GIVEN REQUEST -> Please write out the records again, from the line with "the girl's hair" through the end of the records, swapping "hair bun" for "hair knot" and changing nothing else. Leave the pictures out of your answer.

TASK INPUTS ->

---+---

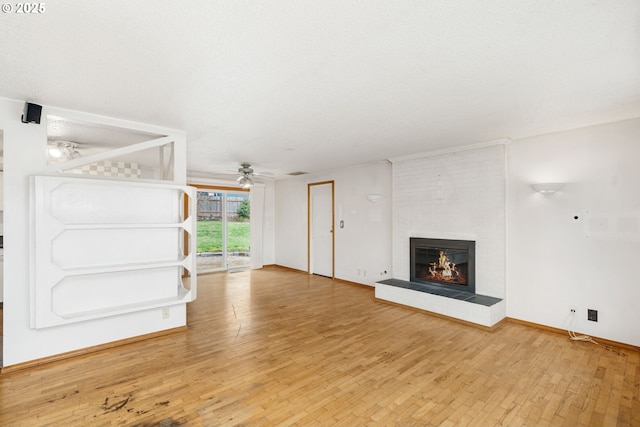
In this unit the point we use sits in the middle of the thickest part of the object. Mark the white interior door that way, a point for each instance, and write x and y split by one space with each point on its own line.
321 229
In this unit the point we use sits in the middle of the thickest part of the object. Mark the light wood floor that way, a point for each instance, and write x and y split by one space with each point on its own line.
278 347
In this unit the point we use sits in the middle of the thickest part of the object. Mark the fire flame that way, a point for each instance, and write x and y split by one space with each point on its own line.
445 271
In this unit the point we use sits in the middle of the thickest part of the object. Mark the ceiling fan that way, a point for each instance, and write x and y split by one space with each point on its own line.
246 172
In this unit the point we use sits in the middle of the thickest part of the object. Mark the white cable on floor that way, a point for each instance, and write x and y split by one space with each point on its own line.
586 338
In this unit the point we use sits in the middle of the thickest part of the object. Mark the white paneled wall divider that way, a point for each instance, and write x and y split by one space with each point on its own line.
103 247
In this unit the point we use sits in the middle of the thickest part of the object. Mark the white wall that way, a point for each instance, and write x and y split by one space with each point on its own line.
362 247
25 155
556 262
455 195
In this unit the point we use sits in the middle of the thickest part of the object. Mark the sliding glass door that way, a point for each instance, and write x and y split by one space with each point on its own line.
224 232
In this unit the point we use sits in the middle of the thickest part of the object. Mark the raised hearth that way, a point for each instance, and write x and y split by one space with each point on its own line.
474 308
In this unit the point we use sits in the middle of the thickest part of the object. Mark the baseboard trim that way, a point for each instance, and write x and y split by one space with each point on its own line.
442 316
83 351
349 282
603 341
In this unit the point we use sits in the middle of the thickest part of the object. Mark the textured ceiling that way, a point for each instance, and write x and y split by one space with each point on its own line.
299 85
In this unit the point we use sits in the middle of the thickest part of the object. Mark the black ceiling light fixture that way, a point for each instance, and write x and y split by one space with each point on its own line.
31 113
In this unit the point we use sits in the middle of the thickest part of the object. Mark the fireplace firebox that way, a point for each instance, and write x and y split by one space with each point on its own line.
445 263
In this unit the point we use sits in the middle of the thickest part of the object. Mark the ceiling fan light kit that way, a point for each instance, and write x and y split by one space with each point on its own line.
246 172
63 149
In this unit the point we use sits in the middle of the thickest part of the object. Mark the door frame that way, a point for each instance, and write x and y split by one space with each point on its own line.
333 228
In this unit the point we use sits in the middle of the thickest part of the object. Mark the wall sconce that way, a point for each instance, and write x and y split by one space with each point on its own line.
547 187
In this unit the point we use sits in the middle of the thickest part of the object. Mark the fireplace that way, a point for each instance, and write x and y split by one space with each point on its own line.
449 264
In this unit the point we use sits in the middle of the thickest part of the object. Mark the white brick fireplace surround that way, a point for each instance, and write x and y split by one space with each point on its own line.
452 195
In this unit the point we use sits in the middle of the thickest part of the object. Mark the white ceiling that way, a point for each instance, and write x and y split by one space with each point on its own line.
301 85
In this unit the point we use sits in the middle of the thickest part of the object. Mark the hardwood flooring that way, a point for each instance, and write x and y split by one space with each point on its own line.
279 347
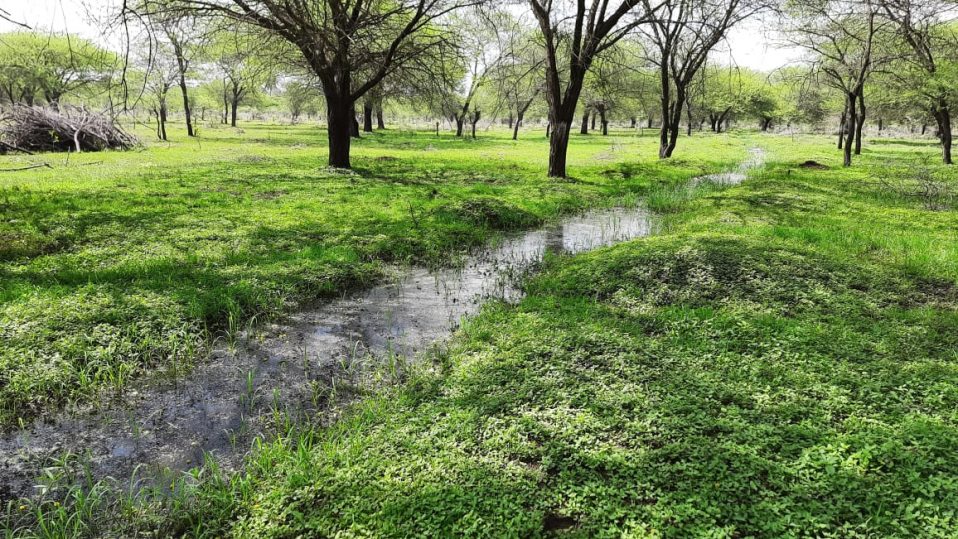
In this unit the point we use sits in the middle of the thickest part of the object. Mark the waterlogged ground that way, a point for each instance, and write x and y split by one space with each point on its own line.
779 360
290 369
169 423
124 265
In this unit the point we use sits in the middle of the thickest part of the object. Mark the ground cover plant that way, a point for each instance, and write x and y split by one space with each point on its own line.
118 264
780 361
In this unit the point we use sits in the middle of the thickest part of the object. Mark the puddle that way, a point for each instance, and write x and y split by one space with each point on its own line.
220 406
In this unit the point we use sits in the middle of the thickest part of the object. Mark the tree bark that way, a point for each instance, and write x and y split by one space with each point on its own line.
234 106
341 118
942 115
367 118
558 148
851 121
476 115
859 123
842 124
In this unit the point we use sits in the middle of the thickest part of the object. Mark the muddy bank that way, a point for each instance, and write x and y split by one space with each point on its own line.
291 368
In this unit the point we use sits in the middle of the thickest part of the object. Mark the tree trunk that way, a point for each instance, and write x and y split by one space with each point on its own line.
234 106
842 124
859 123
851 121
475 119
162 119
186 106
558 148
367 118
942 115
341 118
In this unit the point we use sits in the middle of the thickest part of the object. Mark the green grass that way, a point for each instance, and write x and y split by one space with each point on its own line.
782 361
117 264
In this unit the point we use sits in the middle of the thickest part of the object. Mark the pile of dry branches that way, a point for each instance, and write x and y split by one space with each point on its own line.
39 129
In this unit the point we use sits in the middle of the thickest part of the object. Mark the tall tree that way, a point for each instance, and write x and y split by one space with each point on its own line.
573 34
47 67
340 39
239 56
844 36
934 48
681 38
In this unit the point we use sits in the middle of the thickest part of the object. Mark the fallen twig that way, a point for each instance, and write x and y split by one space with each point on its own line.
41 165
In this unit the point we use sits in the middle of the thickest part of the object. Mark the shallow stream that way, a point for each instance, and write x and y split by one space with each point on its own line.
290 367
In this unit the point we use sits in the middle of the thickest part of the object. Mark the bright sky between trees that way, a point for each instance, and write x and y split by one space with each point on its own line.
748 45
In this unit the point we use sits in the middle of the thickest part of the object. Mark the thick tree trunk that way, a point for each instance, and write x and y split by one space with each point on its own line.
558 148
942 115
671 120
859 123
234 107
341 118
851 122
475 119
842 125
368 118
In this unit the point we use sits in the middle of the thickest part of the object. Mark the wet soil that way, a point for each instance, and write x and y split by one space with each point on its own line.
291 368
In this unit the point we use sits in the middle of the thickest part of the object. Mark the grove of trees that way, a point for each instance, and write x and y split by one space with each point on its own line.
558 65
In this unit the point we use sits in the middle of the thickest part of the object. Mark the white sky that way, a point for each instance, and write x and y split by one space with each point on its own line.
748 45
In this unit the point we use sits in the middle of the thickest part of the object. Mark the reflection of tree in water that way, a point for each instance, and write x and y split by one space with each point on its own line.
555 239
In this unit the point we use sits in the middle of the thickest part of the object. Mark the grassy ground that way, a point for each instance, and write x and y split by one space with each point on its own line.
116 264
781 362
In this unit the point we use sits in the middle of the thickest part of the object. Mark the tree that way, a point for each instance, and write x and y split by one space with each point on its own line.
35 66
161 75
239 57
181 32
681 38
518 76
572 36
845 38
933 46
302 97
338 39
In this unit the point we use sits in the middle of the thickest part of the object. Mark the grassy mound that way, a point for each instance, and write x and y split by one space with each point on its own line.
772 366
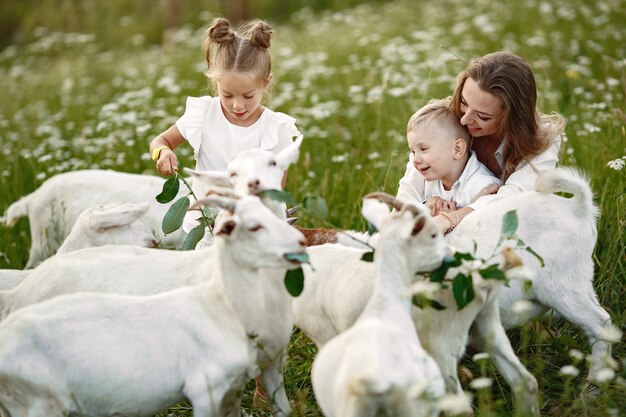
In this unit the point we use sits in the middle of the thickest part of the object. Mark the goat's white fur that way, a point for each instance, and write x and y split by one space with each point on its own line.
99 355
548 223
337 290
97 226
378 366
53 208
135 271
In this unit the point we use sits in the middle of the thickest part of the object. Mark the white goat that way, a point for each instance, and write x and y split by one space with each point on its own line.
377 366
100 355
564 284
97 226
136 271
52 209
563 231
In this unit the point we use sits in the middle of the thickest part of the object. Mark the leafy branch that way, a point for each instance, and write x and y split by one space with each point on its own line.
175 215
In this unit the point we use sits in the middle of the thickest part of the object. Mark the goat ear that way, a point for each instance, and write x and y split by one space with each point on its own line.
374 211
289 155
117 216
210 178
226 228
420 222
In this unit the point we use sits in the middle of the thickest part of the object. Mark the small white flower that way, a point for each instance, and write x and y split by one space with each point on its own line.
522 307
611 334
569 370
576 354
480 383
454 404
481 356
604 375
616 164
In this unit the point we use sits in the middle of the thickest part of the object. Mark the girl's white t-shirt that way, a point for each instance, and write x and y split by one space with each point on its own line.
216 141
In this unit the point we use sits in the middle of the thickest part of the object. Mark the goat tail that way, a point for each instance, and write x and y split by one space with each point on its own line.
17 210
571 181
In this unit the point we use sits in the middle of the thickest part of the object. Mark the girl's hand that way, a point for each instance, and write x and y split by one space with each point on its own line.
167 164
437 205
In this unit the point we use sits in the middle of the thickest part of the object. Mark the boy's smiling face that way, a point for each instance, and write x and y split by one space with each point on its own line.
435 152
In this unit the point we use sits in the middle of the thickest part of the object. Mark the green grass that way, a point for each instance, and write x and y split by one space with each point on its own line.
352 79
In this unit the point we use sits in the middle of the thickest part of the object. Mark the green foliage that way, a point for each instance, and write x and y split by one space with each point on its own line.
294 281
173 219
170 190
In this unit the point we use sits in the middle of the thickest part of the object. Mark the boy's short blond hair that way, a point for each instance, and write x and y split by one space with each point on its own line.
439 111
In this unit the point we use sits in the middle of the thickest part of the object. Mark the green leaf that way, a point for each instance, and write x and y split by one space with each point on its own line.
195 235
294 281
316 205
278 195
301 257
421 301
368 256
173 219
463 290
493 272
509 224
170 190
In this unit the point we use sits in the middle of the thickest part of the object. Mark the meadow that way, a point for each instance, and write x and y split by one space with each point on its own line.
352 78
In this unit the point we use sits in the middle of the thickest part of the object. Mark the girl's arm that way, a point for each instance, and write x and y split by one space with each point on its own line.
161 150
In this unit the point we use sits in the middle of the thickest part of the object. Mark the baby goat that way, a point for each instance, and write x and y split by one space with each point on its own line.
378 367
102 355
97 226
53 208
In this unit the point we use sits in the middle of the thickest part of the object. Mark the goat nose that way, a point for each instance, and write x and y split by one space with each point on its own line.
253 184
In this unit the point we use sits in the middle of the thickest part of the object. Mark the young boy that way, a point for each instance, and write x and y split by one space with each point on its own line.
449 176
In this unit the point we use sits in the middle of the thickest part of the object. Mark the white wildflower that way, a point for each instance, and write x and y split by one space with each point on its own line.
611 334
604 375
480 356
569 370
522 307
481 383
454 404
576 354
617 164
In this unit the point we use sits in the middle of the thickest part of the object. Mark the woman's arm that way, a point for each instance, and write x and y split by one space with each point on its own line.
166 161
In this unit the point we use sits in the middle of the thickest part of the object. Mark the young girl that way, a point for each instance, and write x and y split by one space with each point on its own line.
218 128
496 99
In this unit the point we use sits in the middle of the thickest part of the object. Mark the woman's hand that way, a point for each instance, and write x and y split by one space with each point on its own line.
436 205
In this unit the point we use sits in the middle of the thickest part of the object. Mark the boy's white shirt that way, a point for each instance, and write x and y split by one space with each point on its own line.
522 179
216 141
475 177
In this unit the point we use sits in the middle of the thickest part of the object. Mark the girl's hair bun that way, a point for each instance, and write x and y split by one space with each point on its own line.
220 31
259 33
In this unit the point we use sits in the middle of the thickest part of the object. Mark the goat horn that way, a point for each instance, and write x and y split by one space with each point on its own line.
386 198
215 201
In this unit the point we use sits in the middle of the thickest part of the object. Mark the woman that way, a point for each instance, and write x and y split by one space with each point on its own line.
496 99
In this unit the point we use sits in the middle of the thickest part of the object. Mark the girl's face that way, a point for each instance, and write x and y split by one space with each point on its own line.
482 111
241 96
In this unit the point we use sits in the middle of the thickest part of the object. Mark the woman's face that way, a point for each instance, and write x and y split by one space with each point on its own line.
482 111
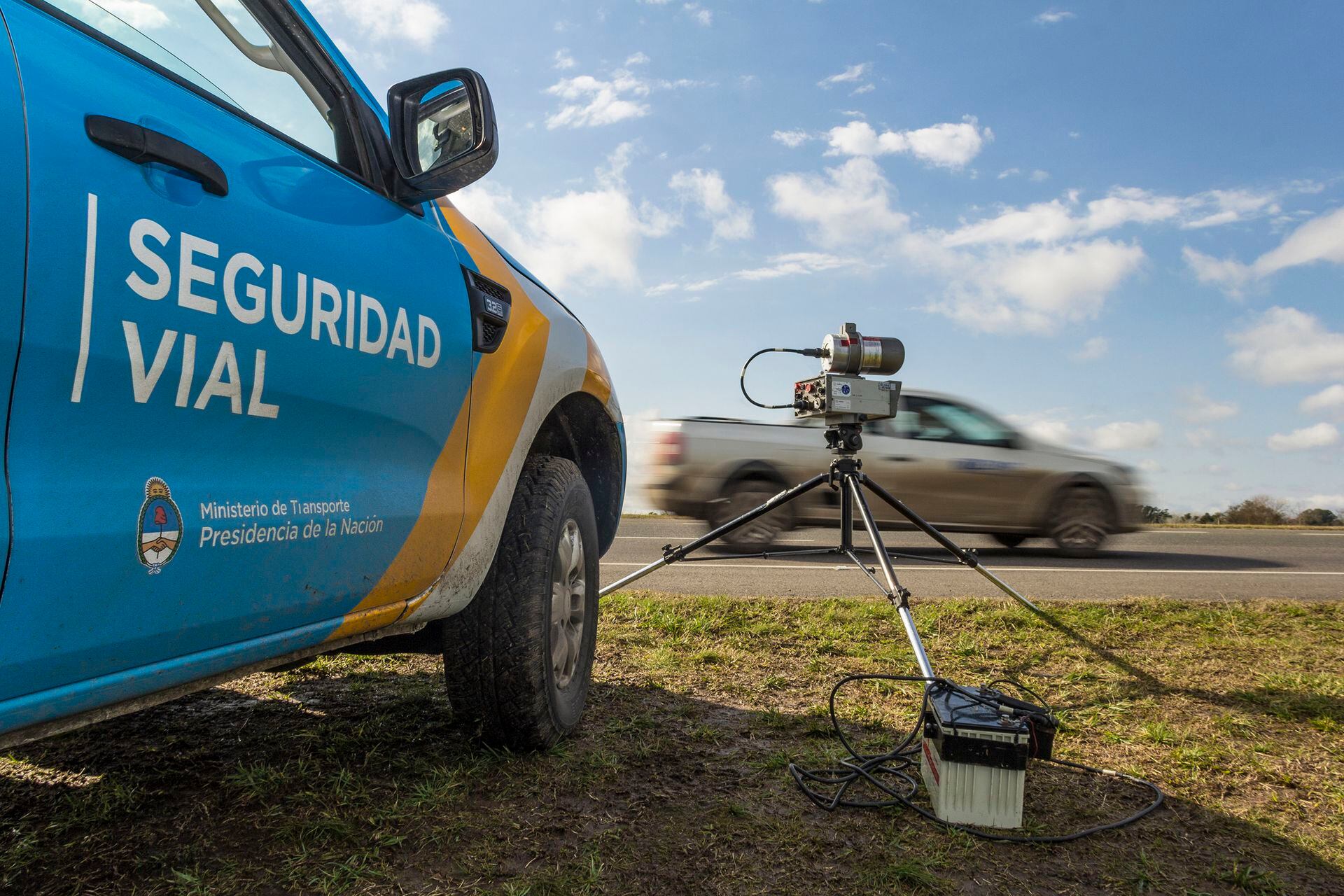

---+---

SOLUTION FOR THIS PROBLEM ->
In this unit the point we use sits in the middle of the thickest part of the object. Mark the girl's hair knot that way, a point for each instance, and write x and y split by one space with each point on its own line.
220 31
259 33
In this unit the point we use sits in the middle of the thickest part of the object. Mark the goat horn that way, a point for each instance, and write x and y split by one space with each point on its own line.
386 198
215 201
In this unit the point we use sits in the middle of the thickest part of the object. Mark the woman that way, a point for each instance, and write x and y split by one space with each point on its own line.
496 99
In this unit the point we use sits in the middle of the thickest part of the object. Mark the girl's face that way, a point for each instance, and write x and y split by one space with each point on its own line.
482 111
241 96
In this unit the point we use sits in the middle of the thickest part of the object. Mark the woman's face that way, a point for each instance, and write x and y split by one space with each point on its own line.
482 111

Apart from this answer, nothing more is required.